[BEGIN Selected text]

# PFish Down?



## BoomerSub (Jun 23, 2003)

Is Scoria finally doing that big upgrade he's been talking about? Technical problems? Hack/crack? What's going on?

-PK
-


----------



## Ms_Nattereri (Jan 11, 2003)

Its classified information!


----------



## tecknik (Jul 18, 2003)

I'm having trouble accessing the site too


----------



## Atlanta Braves Baby! (Mar 12, 2003)

oh well, there members will just have to come here


----------



## khuzhong (Apr 11, 2003)

uh oh.


----------



## Poseidon X (Jan 31, 2003)

big upgrade


----------



## Judazzz (Jan 13, 2003)

Wasn't the implementation of Scoria's own board software scheduled for February or later?
Maybe they are upgrading their Invision software to version 1.3, just like we did last week...


----------



## Xenon (Nov 15, 2002)

I suspect it will be up shortly.


----------



## Hareball (Jul 6, 2003)

Xenon said:


> I suspect it will be up shortly.


----------



## Xenon (Nov 15, 2002)

Hareball said:


> Ms_Nattereri: okay bob.. you own me


----------



## Scooby (Dec 25, 2003)

Ratattat i spam with my gat lol


----------



## Ms_Nattereri (Jan 11, 2003)

Scooby said:


> Ratattat i spam with my gat lol












X- If only you knew!


----------



## Xenon (Nov 15, 2002)

Scooby said:


> Ratattat i spam with my gat lol


 zip it spammer.

Bob, you are any of the other pfish staff please feel free to use this thread to update the pfury/predfish members about the status of the site.


----------



## Josh (Feb 21, 2003)

Here's the deal. The server was compromised last night. Details are still sketchy, but it was a PHP exploit through a user account. The data is intact. but all of the software needs to be reinstalled. We should be back up shortly. When we find the people that did this, I will be shooting them


----------



## JYUB (Dec 19, 2003)

hackers suk, its like they have nothing else better to do than screw with ssomeone they dont know, i'd like to fly werever he is and kik his ass....


----------



## Poseidon X (Jan 31, 2003)

haha yeah josh, pick me up on the way... stupid hackers.


----------



## vfrex (Jan 25, 2003)

Nice profile quote pos


----------



## DiXoN (Jan 31, 2003)

sad twats whats the point shoot em shoot em good
dixon


----------



## ChrisM (Feb 3, 2003)

we're back up. Thanks for your concern, guys.


----------



## Innes (Jan 13, 2003)

yes that sux


----------



## Innes (Jan 13, 2003)

ChrisM said:


> we're back up. Thanks for your concers, guys.

[END Selected text]
[BEGIN Entries]

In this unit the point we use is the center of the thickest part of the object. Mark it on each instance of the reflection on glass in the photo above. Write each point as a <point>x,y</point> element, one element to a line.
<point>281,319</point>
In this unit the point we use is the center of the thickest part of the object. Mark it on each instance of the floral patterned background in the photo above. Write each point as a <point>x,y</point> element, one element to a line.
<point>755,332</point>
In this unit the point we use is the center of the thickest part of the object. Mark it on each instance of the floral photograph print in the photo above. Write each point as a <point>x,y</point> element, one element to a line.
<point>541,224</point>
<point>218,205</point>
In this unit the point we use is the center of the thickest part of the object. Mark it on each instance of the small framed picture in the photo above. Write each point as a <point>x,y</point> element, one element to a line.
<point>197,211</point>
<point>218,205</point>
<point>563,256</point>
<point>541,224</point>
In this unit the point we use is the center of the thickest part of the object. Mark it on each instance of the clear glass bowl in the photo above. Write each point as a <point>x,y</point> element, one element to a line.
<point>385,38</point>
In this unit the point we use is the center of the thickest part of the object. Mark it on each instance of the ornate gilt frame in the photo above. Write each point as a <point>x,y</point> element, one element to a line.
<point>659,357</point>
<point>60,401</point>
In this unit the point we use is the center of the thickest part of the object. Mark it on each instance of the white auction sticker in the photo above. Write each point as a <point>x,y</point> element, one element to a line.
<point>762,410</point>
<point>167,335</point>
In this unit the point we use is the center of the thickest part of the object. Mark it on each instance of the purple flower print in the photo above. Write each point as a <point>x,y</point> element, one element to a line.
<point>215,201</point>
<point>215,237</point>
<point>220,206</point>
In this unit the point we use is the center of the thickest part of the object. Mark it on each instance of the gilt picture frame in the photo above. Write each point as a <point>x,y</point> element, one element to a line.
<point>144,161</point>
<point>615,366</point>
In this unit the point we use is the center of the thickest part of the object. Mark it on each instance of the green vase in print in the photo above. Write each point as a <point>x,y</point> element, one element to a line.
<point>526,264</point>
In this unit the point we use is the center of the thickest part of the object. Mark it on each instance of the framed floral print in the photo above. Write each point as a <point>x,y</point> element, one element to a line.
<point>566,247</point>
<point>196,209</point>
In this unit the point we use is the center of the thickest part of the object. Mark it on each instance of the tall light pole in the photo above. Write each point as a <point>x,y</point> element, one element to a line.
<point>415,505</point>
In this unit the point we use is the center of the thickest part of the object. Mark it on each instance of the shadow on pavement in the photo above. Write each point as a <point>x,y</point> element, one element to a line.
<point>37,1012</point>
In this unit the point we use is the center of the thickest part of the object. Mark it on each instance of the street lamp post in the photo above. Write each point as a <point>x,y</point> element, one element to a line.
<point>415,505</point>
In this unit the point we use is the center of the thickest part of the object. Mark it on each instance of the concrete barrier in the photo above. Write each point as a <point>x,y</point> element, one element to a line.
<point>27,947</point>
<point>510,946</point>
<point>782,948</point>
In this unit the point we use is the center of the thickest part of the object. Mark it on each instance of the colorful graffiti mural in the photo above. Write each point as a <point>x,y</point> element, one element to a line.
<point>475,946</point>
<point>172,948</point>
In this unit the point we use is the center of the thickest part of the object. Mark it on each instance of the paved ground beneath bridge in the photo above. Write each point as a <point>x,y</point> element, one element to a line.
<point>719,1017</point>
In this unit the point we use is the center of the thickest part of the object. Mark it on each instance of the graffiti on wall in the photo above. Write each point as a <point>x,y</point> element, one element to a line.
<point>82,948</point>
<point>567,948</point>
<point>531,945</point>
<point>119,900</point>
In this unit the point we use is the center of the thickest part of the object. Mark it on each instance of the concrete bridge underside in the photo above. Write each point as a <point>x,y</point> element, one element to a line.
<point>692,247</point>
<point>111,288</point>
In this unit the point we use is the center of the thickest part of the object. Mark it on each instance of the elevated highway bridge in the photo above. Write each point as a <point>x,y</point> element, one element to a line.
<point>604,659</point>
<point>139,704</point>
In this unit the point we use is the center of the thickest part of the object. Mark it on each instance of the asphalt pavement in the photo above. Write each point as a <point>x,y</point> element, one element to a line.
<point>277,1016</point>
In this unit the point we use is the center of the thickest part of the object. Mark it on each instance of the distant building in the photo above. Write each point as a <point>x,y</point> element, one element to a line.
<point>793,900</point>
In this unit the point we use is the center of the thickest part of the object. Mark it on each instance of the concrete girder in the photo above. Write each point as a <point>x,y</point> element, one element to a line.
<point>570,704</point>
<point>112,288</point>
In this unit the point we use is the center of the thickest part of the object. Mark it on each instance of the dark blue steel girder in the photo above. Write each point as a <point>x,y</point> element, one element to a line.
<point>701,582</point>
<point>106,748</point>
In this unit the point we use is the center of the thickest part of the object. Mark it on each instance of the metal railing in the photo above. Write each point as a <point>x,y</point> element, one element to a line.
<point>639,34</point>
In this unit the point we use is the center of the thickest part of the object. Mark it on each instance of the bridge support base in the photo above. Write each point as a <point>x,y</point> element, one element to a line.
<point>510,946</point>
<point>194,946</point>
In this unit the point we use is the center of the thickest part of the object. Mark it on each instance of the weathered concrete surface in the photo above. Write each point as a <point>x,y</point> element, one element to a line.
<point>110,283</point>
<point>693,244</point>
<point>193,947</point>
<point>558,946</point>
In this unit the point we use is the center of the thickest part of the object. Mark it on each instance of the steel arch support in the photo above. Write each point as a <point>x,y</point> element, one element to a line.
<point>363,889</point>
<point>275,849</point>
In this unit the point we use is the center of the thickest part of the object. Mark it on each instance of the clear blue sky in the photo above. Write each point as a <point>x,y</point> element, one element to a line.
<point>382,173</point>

[END Entries]

**The tasks:**
**a)** Answer these questions using the thread:
(i) According to Judazzz, what version of Invision software did "we" upgrade to last week?
(ii) What does Josh say was the method used to compromise the server?
(iii) Which poster announces that the site is back up?
**b)** List every username in the thread that heads more than one post.
The records stand apart from the thread and have no connection to it.

**Exercise answers:**
**a)**
(i) Version 1.3
(ii) A PHP exploit through a user account
(iii) ChrisM

**b)**
Ms_Nattereri
Poseidon X
Xenon
Innes